_Exercise goal:_ Pull out every line in the records below that contains the word "cloud", and copy each one in full.

_Record set:_
──────────

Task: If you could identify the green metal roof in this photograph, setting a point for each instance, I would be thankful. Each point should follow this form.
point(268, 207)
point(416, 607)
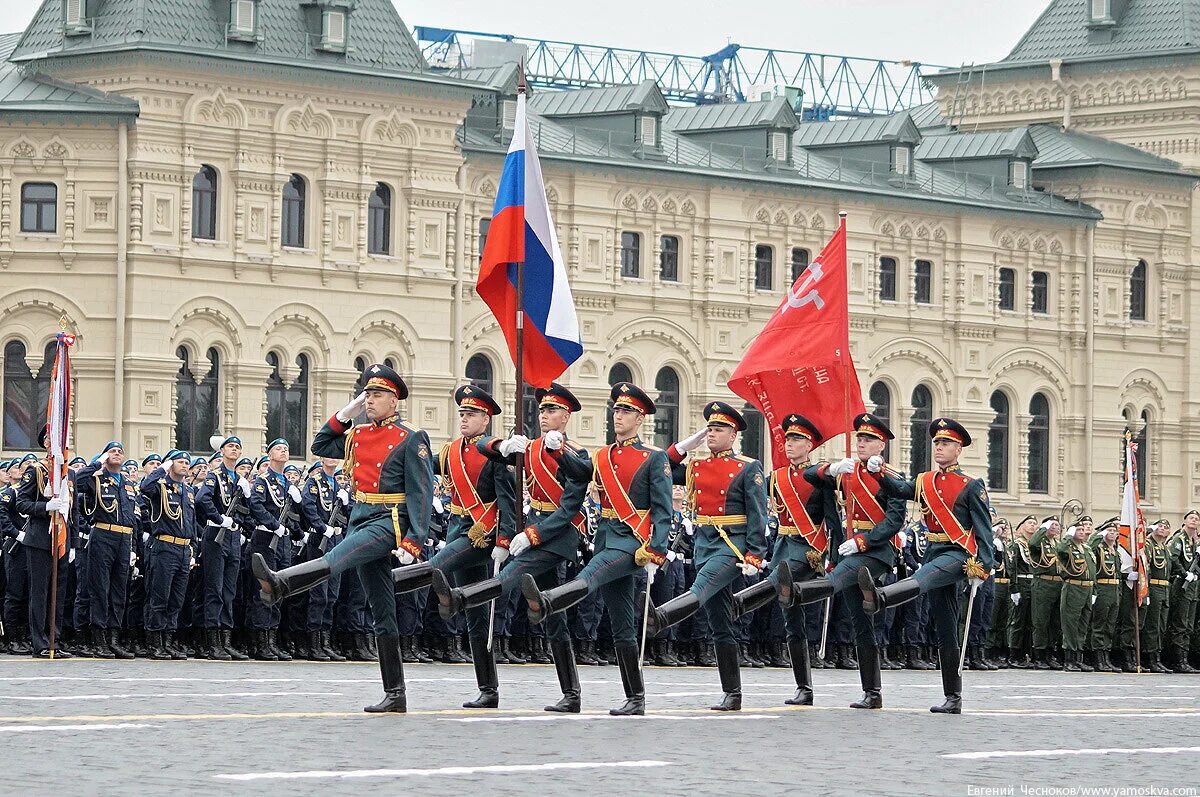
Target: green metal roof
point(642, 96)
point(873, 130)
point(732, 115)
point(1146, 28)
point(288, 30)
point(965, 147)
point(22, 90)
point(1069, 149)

──────────

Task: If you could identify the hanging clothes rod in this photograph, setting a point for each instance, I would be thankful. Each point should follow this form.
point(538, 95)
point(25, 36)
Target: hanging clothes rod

──────────

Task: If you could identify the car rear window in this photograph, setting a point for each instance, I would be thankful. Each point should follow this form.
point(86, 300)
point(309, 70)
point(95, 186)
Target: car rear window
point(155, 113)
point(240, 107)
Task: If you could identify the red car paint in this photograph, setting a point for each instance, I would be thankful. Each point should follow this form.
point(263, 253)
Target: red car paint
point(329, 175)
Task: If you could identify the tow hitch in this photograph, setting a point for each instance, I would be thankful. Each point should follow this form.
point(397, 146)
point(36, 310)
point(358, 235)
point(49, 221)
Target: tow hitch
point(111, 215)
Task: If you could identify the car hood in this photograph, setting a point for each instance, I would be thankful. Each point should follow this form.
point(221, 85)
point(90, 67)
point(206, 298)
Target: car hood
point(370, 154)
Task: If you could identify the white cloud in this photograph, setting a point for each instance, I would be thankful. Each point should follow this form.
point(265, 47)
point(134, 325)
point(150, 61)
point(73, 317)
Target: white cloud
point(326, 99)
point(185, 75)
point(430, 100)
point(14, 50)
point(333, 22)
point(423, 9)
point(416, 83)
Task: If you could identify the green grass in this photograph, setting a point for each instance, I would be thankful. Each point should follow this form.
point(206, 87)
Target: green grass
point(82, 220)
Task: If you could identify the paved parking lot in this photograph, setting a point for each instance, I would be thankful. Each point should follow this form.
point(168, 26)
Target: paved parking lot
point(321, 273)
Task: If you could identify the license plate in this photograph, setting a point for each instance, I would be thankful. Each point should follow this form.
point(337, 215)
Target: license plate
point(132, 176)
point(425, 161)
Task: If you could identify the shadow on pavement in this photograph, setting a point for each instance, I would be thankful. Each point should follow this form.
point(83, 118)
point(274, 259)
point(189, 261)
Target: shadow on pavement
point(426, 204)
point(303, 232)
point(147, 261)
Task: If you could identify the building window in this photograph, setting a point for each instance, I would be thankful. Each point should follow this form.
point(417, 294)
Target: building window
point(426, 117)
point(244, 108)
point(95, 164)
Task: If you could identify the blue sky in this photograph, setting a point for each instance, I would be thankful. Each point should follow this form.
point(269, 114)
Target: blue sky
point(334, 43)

──────────

_Response to this task:_
Task: If you could identify the white cloud in this photograph, setting a point for each instance, I would be thankful. Each point should follow this form.
Target: white cloud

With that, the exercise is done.